Work item: Which lines of the entries contain the string "below"? Please find them and copy them.

Task material:
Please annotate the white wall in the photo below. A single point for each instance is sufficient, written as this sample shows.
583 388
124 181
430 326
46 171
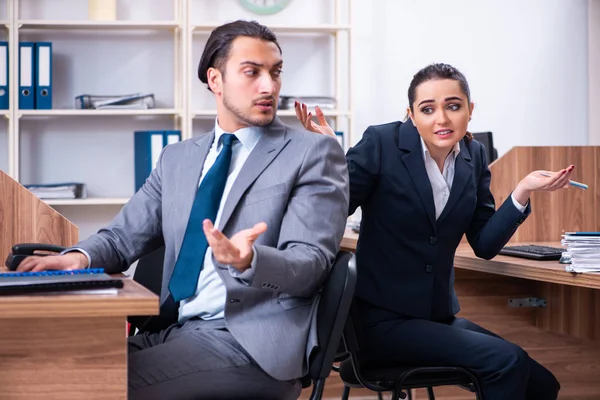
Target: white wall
593 72
526 62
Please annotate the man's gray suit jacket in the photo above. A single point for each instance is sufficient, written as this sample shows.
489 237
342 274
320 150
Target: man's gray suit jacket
295 181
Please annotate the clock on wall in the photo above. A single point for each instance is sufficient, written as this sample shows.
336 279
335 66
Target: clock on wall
265 7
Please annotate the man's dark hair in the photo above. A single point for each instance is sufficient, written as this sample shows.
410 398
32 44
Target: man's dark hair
216 51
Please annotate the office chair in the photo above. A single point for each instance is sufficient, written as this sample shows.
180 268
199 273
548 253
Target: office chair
148 273
334 305
332 313
398 380
487 140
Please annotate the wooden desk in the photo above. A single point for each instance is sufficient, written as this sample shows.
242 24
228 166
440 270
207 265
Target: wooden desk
68 346
564 336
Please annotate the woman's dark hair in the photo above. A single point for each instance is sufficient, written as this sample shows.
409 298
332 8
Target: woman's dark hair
439 71
216 51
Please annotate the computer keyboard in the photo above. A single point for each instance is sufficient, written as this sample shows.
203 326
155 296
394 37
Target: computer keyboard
533 251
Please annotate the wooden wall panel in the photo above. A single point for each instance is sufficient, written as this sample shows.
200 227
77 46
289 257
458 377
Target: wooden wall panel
24 218
553 213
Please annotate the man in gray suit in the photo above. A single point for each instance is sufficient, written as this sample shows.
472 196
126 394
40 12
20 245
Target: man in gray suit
246 279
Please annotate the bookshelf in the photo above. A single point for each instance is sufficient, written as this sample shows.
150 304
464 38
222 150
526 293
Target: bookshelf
153 46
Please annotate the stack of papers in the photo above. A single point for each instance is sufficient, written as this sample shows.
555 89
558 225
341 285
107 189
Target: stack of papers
126 101
583 250
68 190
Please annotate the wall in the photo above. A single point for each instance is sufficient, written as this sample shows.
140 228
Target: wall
526 62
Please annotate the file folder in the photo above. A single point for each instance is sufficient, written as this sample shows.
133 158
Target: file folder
43 75
147 148
3 75
26 76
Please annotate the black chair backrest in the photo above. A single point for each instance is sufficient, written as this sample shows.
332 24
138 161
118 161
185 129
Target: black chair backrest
334 305
487 140
148 273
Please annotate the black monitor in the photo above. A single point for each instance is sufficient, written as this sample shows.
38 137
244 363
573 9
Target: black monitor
486 139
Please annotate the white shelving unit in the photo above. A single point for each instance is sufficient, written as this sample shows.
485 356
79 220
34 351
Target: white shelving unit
156 45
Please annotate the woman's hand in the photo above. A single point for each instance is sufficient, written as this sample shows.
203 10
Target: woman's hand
306 119
537 181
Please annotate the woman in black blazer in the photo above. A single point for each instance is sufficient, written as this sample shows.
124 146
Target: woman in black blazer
422 185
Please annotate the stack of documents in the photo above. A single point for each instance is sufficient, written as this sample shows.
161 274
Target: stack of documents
583 250
324 102
70 190
127 101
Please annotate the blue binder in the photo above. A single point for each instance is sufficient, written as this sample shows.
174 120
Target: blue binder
171 137
3 75
26 76
43 75
147 148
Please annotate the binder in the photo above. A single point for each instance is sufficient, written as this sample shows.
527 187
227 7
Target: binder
4 76
340 138
26 76
147 148
12 283
171 137
43 75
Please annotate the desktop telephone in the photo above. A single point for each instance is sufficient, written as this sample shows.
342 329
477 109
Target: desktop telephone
23 250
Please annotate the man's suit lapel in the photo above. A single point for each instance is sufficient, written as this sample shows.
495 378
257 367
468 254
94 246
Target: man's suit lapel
463 171
409 141
272 141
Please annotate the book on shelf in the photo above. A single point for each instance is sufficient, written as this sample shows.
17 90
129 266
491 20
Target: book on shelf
127 101
324 102
66 190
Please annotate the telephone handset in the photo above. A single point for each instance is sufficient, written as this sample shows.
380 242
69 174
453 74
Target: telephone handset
23 250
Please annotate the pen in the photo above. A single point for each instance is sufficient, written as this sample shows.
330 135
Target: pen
572 183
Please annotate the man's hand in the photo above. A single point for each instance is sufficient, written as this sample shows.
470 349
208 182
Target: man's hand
306 119
70 261
236 251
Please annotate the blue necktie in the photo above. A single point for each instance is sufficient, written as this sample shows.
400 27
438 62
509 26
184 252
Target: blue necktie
187 269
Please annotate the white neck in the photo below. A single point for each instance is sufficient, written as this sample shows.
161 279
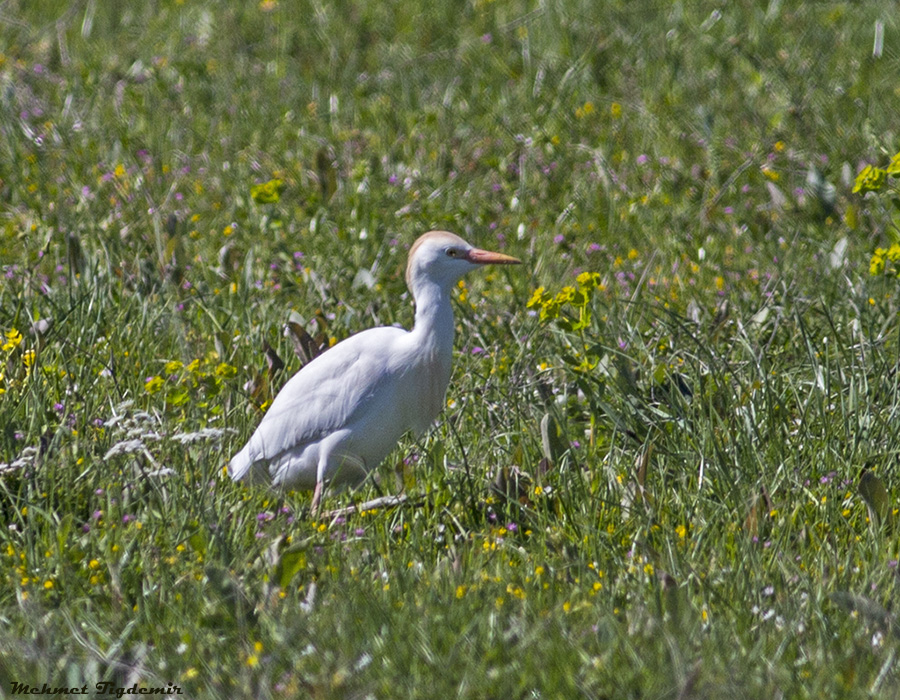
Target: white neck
434 316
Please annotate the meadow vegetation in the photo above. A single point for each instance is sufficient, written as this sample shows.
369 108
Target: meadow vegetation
667 463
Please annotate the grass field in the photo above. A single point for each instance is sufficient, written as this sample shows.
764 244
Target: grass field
706 327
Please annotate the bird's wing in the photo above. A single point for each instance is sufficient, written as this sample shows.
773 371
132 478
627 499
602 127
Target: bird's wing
322 397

Your solution:
Please annotate the white wall in the photo below. A single point for each instance is sufficient, written as this sample shows.
Please annotate the white neck in the photo below. A single point for each instance is sufficient, written as this sample shows.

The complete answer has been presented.